▸ Exercise set
1/ In the passage on delivering the Olympic Games, decide whether each statement agrees with the text: (a) the IOC and the OECD are working together on guidelines for delivering the Games; (b) OCOGs always directly manage every procurement-related activity; (c) OCOGs remain in place long after the Games end. For each, give yes or no and quote the words of the text that decide it.
2/ According to the passage on delivering the Olympic Games, what overarching challenge comes from the ad-hoc nature of the organizing committees?
3/ Copy the part of the passage on delivering the Olympic Games between "Entities entrusted with" and "their initial ambitions.", inclusive.

▸ Selected excerpt
•••
1. Risk and the delivery of the Olympic Games

Entities entrusted with the delivery of large international sporting events, such as the Olympic Games, are confronted with a range of challenges potentially affecting their effectiveness and positive legacy. While interest in organising these events is often driven by the opportunity to introduce lasting changes in societies, an inadequate delivery environment can make these events fall short of their initial ambitions.

Organising Committees for Olympic Games (OCOGs) crystallize experiences in addressing the greatest and most varied challenges because of the scale and inherent complexity of the Olympic and Paralympic Games. The ad-hoc nature of these committees, created for the purpose of the Games and dismantled soon after, brings an overarching challenge to the effective delivery of large sports competitions: the risk of losing institutional memory. Complementing efforts initiated by the International Olympic Committee (IOC) on knowledge transfer between OCOGs, the IOC and the Organisation for Economic and Cooperation Development (OECD) have joined forces to develop guidelines on the effective delivery of the Games, focusing on cross-cutting challenges that affect the effective delivery of sports-related infrastructure and associated services necessary to stage Olympic and Paralympic Games. These guidelines are aiming at creating a repository of experiences and good practice and to provide future organisers with concrete guidance and references to tools to help them address challenges faced in organising large international sports competitions.

Central to the success of the Games, the efficient procurement of infrastructure and associated services is subject to numerous challenges going far beyond the technical expertise required to effectively deliver them. Those challenges are exacerbated by the unique nature and mandate of OCOGs. Besides being temporary in essence, these organisations, which are ultimately responsible for the delivery of the Games, are not always directly managing all procurement-related activities. In many instances, dedicated delivery institutions are created alongside OCOGs and are partially responsible for the procurement of sports-related infrastructure. OCOGs must navigate and effectively engage with a complex web of stakeholders, from administrations at all levels of government to international sports federations and citizens. They further must apply a legacy lens to all of their actions while making sure that what is needed for the Games is being delivered on time and on budget. Last, in order to make the Games an outstanding experience for athletes and fans, OCOGs need to seamlessly bring together all the pieces of this giant puzzle.
•••
▸ Entries shown

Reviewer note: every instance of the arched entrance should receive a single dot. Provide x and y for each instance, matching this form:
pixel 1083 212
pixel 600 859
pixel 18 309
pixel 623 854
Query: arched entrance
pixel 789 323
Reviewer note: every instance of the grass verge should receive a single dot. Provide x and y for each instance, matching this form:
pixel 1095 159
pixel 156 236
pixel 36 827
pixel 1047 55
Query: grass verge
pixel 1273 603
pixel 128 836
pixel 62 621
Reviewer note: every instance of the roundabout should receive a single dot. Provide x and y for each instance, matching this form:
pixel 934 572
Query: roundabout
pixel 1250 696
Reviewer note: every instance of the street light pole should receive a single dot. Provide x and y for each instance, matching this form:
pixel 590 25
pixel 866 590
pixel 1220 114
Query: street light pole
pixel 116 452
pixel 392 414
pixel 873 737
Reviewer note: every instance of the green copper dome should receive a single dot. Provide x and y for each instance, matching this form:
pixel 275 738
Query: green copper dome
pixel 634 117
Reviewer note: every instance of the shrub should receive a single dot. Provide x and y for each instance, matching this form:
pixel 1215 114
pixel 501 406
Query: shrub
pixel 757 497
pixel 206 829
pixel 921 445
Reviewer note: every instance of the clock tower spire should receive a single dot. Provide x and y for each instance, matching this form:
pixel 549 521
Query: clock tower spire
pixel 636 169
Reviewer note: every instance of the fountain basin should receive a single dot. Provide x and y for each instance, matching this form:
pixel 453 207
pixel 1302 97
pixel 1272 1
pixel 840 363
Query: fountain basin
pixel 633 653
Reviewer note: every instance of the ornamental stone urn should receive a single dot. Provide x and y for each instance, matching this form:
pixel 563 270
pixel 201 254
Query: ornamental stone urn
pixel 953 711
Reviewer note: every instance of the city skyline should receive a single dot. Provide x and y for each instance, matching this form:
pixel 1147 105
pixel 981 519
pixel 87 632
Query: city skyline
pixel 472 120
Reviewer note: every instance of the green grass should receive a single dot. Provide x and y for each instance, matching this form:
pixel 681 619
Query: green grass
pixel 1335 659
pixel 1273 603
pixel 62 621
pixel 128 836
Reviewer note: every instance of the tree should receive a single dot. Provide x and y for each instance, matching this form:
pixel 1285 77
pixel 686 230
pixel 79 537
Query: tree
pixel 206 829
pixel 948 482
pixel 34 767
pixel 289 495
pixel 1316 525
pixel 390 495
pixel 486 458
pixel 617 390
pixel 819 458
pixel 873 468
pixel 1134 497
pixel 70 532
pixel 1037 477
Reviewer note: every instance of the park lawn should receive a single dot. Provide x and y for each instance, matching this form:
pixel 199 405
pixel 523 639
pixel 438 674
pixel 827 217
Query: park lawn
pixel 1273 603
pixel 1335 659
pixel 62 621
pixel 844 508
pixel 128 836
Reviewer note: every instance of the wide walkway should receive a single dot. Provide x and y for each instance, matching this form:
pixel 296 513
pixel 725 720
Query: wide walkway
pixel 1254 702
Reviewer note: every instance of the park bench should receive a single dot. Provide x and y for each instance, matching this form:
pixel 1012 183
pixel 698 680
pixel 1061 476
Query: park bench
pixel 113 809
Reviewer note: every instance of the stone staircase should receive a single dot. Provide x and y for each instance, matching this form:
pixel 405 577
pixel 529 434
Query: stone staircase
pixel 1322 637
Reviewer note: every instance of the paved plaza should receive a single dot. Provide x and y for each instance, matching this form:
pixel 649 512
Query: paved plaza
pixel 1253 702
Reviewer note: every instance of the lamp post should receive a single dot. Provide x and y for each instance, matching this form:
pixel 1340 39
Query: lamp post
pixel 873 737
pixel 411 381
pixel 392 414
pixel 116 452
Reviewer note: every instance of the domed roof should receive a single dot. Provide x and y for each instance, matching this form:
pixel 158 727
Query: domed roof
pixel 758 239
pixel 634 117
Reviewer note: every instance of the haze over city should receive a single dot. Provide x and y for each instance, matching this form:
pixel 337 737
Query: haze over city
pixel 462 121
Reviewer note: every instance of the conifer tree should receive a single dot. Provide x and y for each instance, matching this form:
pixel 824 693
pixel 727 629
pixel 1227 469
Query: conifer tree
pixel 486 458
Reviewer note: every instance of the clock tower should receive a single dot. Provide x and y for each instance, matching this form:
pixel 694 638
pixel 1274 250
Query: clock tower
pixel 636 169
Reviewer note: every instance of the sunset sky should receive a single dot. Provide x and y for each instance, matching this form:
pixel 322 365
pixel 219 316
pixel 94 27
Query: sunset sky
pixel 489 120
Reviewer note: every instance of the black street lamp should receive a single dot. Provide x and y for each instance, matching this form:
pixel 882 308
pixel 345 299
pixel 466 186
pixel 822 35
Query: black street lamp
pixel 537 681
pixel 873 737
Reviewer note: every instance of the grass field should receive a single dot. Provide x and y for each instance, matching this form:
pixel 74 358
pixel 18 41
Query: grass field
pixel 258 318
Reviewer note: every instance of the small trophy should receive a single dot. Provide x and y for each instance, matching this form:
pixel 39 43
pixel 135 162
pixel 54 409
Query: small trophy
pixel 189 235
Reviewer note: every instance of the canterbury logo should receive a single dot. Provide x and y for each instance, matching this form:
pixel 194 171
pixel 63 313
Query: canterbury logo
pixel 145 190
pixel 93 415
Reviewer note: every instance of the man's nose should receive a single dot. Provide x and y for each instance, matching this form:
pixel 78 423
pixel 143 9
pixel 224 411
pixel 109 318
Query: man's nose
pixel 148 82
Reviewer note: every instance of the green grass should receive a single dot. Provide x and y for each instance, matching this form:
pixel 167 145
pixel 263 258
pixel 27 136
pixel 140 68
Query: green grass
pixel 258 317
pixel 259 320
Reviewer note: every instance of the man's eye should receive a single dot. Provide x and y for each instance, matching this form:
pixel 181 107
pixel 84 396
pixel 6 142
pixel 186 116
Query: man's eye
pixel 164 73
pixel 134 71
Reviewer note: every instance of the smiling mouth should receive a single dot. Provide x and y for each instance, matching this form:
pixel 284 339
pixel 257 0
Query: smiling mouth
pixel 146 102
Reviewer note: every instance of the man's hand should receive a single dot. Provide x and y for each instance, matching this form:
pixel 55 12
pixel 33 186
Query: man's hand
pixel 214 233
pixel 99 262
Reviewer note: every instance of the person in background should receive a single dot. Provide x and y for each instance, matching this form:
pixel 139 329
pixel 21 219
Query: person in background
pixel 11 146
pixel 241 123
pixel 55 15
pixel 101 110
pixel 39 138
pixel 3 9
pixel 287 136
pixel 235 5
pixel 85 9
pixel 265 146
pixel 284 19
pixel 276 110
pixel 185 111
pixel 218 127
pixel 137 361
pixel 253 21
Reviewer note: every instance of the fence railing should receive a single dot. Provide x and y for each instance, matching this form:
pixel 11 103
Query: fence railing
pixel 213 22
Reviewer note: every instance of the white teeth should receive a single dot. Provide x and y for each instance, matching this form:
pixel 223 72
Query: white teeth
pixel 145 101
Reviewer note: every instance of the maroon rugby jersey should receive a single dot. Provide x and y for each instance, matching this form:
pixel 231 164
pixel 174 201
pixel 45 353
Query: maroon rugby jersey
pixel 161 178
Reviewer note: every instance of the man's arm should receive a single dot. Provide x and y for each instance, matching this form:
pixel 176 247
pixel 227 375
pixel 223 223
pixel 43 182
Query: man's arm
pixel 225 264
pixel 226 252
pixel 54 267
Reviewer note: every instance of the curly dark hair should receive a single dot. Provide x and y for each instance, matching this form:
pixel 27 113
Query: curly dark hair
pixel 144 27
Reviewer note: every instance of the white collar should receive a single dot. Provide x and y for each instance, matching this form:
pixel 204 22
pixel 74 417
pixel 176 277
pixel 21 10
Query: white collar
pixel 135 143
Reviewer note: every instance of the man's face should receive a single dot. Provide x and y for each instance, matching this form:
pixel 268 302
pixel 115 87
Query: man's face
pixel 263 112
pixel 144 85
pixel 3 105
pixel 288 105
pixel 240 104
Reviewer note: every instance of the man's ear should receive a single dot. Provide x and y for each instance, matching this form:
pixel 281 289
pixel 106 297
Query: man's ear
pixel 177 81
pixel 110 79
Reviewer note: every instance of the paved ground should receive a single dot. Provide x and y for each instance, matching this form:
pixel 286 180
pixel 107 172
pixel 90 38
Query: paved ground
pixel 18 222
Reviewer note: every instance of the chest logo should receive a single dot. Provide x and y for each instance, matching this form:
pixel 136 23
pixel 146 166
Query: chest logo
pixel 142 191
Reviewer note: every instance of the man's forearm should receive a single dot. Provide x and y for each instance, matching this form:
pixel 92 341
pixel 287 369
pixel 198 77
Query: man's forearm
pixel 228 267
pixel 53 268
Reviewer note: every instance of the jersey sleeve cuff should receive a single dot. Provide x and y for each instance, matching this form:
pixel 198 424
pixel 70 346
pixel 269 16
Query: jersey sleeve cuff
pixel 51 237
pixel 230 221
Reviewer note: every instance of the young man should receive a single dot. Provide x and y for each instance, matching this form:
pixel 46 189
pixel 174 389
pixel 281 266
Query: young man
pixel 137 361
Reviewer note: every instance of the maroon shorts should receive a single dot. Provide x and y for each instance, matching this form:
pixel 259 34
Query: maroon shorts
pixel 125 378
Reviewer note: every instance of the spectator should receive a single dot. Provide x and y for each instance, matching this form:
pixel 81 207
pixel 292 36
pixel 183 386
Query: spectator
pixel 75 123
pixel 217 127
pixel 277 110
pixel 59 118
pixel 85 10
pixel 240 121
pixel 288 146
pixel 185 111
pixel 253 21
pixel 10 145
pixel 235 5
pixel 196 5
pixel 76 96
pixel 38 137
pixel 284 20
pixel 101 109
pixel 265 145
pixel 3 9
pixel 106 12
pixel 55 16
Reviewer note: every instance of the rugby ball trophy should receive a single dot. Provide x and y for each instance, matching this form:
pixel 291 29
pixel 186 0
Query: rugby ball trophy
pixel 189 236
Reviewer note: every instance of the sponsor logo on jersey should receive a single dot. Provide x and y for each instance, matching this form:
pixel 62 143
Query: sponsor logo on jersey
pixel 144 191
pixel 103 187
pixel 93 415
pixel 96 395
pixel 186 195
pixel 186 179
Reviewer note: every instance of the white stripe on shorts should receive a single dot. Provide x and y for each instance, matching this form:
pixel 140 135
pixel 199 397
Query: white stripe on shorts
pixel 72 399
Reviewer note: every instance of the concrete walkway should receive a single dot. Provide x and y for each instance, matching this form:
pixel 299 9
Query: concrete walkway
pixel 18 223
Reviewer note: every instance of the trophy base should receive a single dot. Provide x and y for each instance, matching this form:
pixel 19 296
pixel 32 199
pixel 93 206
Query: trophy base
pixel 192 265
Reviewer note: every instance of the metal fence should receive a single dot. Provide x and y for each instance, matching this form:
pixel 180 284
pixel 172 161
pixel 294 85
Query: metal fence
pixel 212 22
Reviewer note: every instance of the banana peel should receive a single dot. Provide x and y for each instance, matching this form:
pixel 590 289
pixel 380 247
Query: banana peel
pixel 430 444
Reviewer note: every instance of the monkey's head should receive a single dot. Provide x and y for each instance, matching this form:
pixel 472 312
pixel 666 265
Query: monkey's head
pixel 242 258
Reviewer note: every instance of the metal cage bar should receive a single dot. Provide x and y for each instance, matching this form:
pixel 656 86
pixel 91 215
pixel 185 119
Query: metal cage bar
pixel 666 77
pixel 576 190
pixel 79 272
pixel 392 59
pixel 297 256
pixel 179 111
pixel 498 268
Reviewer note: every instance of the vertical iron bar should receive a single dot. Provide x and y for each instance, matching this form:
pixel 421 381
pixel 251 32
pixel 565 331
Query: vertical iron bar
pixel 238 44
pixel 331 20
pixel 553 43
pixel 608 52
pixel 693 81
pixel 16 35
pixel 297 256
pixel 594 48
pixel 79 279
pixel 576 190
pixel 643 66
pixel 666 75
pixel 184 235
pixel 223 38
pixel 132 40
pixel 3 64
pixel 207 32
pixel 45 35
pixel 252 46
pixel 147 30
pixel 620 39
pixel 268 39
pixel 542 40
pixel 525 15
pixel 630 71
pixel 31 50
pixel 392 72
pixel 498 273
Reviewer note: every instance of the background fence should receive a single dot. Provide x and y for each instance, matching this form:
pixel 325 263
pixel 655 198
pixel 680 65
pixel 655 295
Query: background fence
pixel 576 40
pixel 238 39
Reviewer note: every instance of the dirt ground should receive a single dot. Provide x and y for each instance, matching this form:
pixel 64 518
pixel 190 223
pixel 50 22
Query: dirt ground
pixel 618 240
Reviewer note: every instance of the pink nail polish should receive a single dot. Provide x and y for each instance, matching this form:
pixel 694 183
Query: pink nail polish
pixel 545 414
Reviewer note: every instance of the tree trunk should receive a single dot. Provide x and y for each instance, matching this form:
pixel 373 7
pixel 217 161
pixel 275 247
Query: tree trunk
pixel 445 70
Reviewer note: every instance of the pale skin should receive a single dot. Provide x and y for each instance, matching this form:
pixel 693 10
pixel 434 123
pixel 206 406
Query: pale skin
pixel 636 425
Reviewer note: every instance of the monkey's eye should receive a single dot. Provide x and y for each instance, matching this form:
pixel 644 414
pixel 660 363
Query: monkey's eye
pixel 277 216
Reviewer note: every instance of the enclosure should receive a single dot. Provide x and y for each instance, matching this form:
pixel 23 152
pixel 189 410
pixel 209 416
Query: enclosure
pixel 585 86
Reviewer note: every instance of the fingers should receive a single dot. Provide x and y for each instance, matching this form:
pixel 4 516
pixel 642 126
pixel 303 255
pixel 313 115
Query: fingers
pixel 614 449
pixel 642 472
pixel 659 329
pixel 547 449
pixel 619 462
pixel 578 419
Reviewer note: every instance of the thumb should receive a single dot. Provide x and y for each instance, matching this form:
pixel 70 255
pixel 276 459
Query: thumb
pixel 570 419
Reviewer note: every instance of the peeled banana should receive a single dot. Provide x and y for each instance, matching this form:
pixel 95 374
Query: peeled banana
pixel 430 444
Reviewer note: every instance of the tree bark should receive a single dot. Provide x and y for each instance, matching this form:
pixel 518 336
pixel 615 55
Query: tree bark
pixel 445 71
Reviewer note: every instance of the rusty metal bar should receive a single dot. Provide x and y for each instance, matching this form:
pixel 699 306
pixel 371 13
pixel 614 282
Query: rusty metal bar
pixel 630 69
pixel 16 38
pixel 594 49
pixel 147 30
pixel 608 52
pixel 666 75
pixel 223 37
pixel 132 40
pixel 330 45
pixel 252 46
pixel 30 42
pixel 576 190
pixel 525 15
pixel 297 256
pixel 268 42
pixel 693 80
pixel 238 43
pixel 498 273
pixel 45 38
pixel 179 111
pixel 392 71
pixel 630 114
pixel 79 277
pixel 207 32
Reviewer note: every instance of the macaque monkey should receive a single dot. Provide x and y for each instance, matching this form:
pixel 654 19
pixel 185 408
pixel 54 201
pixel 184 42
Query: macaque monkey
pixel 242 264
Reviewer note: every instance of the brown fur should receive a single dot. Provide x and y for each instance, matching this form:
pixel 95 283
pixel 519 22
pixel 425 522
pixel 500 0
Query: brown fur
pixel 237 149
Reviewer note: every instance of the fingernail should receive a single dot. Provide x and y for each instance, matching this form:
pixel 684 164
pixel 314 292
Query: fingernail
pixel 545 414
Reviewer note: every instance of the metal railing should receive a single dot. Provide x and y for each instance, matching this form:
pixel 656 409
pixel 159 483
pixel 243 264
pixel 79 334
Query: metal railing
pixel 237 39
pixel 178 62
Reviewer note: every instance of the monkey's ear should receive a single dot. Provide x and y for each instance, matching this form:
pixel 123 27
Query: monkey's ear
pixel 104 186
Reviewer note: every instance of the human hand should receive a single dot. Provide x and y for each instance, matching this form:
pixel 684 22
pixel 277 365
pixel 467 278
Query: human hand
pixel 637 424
•••
▸ Per-task answers
1/
(a) Yes: "the IOC and the Organisation for Economic and Cooperation Development (OECD) have joined forces to develop guidelines on the effective delivery of the Games"
(b) No: "are not always directly managing all procurement-related activities"
(c) No: "created for the purpose of the Games and dismantled soon after"

2/ The risk of losing institutional memory.

3/
Entities entrusted with the delivery of large international sporting events, such as the Olympic Games, are confronted with a range of challenges potentially affecting their effectiveness and positive legacy. While interest in organising these events is often driven by the opportunity to introduce lasting changes in societies, an inadequate delivery environment can make these events fall short of their initial ambitions.